Various congressional attempts have been made over the years to bring the U.S. position into line with the prevailing practice in the rest of the world. The most recent congressional effort in this regard is a particularly vigorous attempt to do so. In its wake, it has given rise to a spirited defence of the current U.S. practice on this point.

One of the most vigorous opponents to such changes to the U.S. "first to invent" principle is Gary Lauder, a veteran venture capitalist who is also a co-inventor of 12 registered patents. Mr Lauder has set out his views in various places, including on the widely-viewed online site, The Huffington Post. Lauder has somewhat expanded his thoughts on that piece and he has shared them with this Kat. Set out below are Lauder's main points, as edited by this Kat but which are all Mr. Lauder's own words.

1 " [In March 2011], … the Senate passed S.23, the America Invents Act. Its main proponent, Senator Patrick Leahy (D-VT), says that we are the last industrialized nation using the antiquated subjective First-to-Invent (FTI) system, instead of the First-to File (FTF) system, which awards the patent to the first one to submit an application, rather than the one who can prove having invented it first. Isn’t it odd that ours is old, subjective and different, yet we are the world’s leader in innovation?"

2. " [I]f the bill in congress becomes law, it will make it much harder for inventors & entrepreneurs to use the patent system, and will therefore render many companies unattractive as investments. This is not just about investing and profiting; it is about moving society forward through innovation, which usually requires substantial investment."

3. "Most people agree that our patent system has problems. The logic of this bill seems to be: 'Something must be done! This is something that can be done, therefore let’s do it.' Unfortunately, the problems that people want to see fixed are largely unaddressed in the bill (e.g. software patents, trolls (boogeyman), patent office delays in processing patents, etc.). The “something” that this bill is addresses negligible problems, but will result in adverse unintended consequences for our innovation ecosystem."

4. "This attempt to conform to other countries is called “harmonization,” which is a melodious word for “succumbing to peer pressure.” We tell our children not to do so when we know it’s wrong. So should we. In reality, the FTF part of the bill harmonizes with no other law as it creates a system of bars and exceptions that no nation had experienced before".

## SHORT TASK
In the third numbered point of the patent excerpt, which problems are given as examples of ones the bill largely leaves unaddressed? Answer using only the patent excerpt.

## LISTED ENTRIES

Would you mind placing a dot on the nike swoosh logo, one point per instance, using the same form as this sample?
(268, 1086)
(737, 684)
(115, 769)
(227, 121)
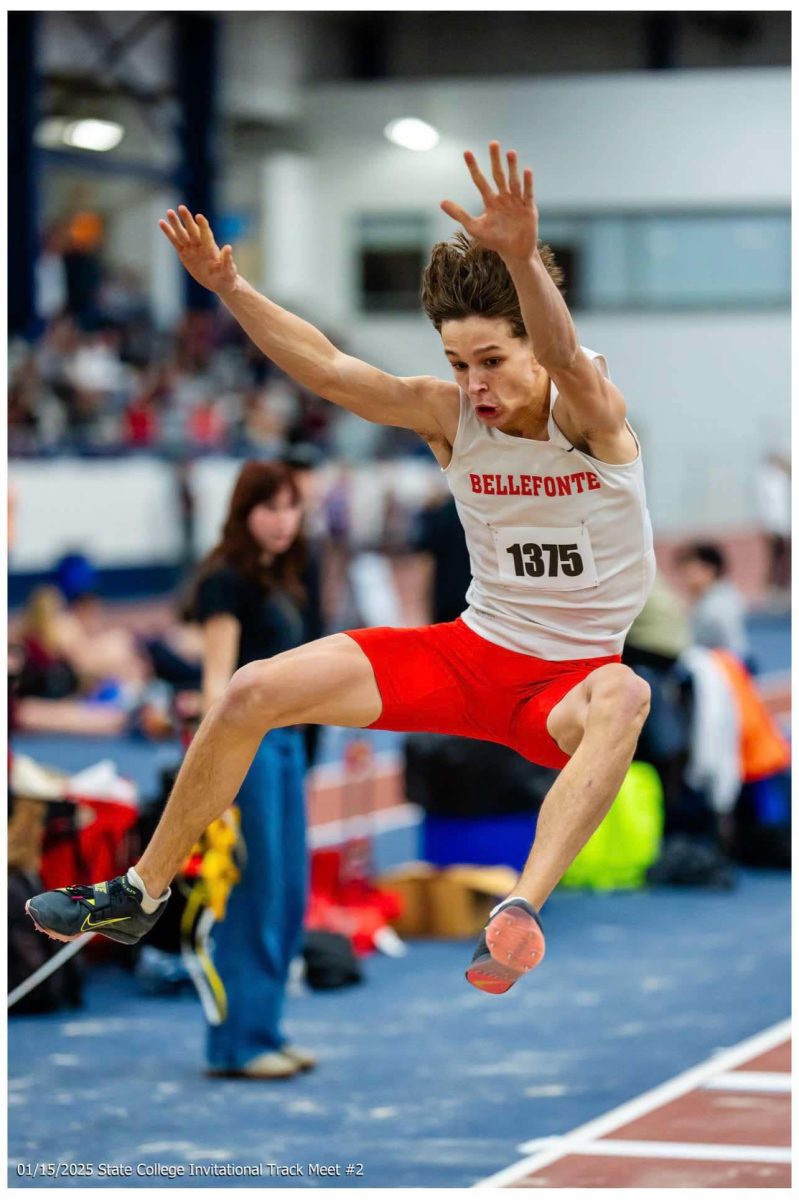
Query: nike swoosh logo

## RESULT
- Software patents
- Trolls
- Patent office delays in processing patents